**EXERCISE DESCRIPTION**
List every user handle that appears in the forum excerpt below, in order of first appearance.

**EXTRACT TO READ**
*****
Program received signal SIGSEGV, Segmentation fault.
[Switching to Thread 0x7fffd4ff0700 (LWP 17143)]
0x00007fffec2f8a53 in mkldnn::impl::stream_eager_t::submit_impl(unsigned long, unsigned long, mkldnn_primitive**) ()
   from /home/ibmadmin/Repositories/caffe-1/external/mkldnn/install/lib/libmkldnn.so.0

May be I am missing some design details, any help would be appreciated.

matt-ny commented 6 years ago

@jgong5 @hshen14 any ideas on this issue?

Is it supposed to be safe to use use Intel Caffe w/ MKLDNN in a multi-threaded application? We did not find any docs definitely saying one way or the other. Any pointers you can give us would be helpful.

jgong5 commented 6 years ago

@matt-ny The problem should lie in the global stream handler which is now a singleton.
*****
Named-object pointing records
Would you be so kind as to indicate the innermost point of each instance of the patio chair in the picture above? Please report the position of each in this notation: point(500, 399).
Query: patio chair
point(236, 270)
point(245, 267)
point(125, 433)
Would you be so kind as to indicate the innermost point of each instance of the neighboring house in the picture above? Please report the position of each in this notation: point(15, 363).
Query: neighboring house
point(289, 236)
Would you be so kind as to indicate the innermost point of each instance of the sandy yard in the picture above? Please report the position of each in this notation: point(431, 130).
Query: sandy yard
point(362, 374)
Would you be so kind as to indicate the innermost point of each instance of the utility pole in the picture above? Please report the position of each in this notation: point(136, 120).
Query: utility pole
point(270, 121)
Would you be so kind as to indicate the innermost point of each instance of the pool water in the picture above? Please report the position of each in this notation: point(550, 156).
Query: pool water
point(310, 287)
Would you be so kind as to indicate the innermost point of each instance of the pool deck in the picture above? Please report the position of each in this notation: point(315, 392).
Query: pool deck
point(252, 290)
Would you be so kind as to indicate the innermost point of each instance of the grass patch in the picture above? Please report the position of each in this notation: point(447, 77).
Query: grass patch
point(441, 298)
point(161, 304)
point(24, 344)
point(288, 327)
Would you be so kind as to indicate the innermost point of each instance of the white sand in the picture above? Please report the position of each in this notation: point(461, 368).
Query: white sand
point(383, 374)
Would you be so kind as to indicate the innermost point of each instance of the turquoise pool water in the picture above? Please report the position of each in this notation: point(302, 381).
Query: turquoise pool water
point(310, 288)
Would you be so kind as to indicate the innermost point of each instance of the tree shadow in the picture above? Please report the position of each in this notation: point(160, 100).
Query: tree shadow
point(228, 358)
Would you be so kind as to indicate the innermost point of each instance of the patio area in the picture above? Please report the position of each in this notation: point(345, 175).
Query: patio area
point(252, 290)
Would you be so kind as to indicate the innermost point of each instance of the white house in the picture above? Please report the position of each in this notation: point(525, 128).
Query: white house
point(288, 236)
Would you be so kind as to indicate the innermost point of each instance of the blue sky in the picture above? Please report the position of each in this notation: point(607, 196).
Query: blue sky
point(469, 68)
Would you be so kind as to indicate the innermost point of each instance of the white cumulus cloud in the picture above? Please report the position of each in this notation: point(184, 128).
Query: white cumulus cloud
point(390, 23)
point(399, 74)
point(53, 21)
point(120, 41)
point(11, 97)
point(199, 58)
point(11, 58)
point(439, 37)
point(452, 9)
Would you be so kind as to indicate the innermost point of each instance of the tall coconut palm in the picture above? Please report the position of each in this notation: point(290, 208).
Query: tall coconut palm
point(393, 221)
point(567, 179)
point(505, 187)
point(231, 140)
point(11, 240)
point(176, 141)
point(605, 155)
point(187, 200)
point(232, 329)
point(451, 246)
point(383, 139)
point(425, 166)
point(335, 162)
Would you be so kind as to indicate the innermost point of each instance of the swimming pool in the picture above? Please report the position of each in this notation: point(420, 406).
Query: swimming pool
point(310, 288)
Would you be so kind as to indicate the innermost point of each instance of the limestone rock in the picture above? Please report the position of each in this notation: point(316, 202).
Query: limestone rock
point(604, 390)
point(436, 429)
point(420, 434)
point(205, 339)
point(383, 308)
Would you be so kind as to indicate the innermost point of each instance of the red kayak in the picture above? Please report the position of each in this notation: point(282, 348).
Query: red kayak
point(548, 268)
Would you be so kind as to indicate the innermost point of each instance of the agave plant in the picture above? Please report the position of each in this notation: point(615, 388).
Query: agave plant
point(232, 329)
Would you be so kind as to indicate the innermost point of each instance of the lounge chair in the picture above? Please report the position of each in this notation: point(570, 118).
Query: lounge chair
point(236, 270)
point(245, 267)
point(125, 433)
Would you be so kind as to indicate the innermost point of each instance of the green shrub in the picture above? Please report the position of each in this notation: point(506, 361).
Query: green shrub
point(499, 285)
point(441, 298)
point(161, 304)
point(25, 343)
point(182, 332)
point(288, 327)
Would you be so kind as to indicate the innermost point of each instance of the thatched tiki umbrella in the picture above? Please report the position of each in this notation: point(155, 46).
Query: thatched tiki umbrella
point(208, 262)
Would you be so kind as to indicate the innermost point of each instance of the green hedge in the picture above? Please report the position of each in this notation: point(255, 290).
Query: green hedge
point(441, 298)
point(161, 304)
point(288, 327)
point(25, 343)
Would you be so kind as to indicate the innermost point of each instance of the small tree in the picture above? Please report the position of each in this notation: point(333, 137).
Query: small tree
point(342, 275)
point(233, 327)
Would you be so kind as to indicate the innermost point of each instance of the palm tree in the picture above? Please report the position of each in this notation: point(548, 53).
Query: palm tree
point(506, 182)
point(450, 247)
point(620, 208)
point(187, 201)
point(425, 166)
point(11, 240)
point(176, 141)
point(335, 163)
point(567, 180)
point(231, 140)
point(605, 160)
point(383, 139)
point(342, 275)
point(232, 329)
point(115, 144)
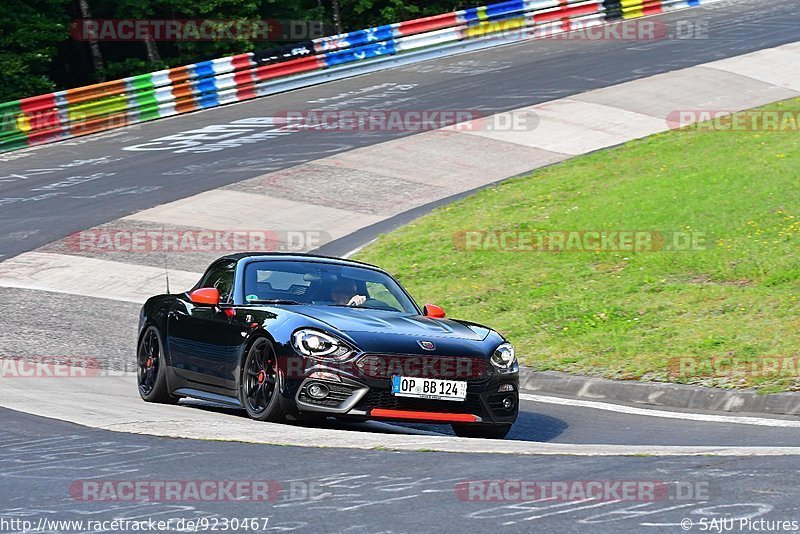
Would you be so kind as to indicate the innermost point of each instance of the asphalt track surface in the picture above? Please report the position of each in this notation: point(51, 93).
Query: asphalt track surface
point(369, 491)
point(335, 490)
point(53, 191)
*****
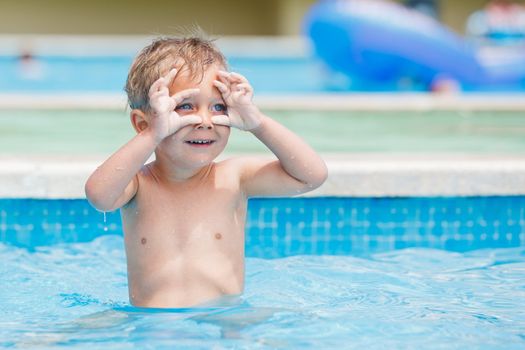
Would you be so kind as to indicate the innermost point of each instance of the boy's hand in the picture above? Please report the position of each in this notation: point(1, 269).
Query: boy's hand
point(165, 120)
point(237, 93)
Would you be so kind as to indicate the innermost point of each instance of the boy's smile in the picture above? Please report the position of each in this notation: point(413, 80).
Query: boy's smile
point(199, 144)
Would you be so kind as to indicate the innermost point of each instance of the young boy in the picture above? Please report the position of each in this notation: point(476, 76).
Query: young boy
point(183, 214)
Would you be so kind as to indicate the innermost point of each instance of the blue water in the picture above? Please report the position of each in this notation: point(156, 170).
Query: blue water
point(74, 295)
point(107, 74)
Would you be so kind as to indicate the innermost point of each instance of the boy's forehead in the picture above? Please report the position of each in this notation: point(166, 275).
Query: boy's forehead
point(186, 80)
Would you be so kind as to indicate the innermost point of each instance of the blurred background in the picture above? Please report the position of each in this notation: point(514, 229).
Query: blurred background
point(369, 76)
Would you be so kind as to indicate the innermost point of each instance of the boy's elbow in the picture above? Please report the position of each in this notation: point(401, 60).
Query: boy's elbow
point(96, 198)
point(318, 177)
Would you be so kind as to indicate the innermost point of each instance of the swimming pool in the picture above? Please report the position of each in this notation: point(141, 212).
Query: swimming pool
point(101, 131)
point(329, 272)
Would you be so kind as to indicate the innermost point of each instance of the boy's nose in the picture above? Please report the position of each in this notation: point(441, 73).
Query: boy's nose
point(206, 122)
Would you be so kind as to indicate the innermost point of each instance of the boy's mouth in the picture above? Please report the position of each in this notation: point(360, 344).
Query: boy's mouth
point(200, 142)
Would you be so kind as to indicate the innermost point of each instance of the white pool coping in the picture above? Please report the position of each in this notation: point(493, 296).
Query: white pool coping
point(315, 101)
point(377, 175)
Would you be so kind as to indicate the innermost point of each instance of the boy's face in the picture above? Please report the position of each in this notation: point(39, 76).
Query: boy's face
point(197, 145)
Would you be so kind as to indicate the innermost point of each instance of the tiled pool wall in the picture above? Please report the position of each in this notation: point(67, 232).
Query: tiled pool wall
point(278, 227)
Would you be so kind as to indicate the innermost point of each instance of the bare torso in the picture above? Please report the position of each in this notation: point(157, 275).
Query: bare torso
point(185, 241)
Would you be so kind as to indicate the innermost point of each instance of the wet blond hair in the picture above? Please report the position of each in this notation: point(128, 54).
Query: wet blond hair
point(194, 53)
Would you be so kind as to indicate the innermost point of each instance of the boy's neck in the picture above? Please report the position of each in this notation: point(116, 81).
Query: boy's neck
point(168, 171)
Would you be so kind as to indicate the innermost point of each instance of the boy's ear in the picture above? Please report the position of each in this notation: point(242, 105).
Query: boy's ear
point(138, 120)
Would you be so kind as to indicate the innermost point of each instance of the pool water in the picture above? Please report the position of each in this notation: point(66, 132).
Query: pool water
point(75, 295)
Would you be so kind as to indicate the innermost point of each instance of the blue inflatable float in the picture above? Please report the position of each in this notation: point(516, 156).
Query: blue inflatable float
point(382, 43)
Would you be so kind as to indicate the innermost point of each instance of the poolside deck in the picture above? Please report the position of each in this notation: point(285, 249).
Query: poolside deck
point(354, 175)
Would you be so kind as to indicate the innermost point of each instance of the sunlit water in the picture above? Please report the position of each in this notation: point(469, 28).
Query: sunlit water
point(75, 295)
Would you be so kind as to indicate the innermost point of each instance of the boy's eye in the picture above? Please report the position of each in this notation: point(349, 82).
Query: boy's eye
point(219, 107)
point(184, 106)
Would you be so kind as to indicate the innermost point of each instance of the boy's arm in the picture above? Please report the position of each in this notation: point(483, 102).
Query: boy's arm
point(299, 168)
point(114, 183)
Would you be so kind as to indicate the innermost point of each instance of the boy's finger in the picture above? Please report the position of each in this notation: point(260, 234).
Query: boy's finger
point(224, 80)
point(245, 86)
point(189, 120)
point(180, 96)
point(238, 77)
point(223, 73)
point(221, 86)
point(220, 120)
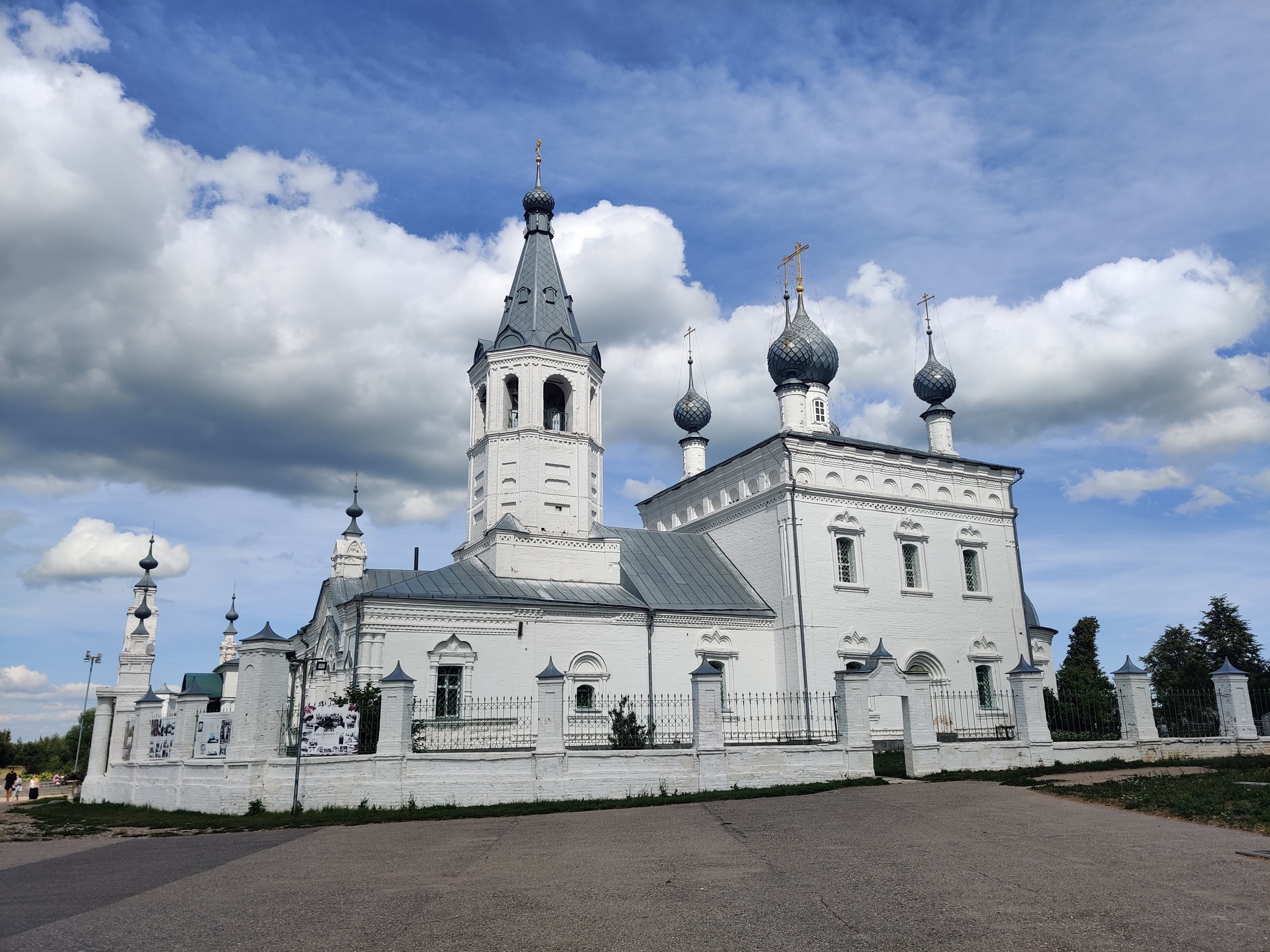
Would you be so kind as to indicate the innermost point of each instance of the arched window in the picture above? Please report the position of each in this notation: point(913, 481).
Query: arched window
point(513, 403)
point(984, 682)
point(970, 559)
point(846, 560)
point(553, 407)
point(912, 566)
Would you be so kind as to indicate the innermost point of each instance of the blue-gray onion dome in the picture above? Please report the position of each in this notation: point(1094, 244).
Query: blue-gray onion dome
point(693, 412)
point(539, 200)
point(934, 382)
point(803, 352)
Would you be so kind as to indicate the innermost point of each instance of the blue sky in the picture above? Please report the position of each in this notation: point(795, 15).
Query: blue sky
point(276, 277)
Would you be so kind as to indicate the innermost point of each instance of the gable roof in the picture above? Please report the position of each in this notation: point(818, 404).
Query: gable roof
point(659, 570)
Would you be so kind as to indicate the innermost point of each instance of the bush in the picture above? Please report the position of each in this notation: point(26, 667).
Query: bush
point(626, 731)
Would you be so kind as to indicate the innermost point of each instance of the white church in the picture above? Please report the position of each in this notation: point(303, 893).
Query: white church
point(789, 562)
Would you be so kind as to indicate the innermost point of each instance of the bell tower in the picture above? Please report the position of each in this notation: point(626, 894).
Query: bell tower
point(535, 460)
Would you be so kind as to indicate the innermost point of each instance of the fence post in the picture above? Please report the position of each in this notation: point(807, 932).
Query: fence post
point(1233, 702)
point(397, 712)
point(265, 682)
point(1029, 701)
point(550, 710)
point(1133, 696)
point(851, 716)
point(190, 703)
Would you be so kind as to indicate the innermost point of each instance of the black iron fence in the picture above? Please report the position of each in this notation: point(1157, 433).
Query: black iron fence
*****
**SOLUTION FOR THIS PROBLEM**
matt-ny, jgong5, hshen14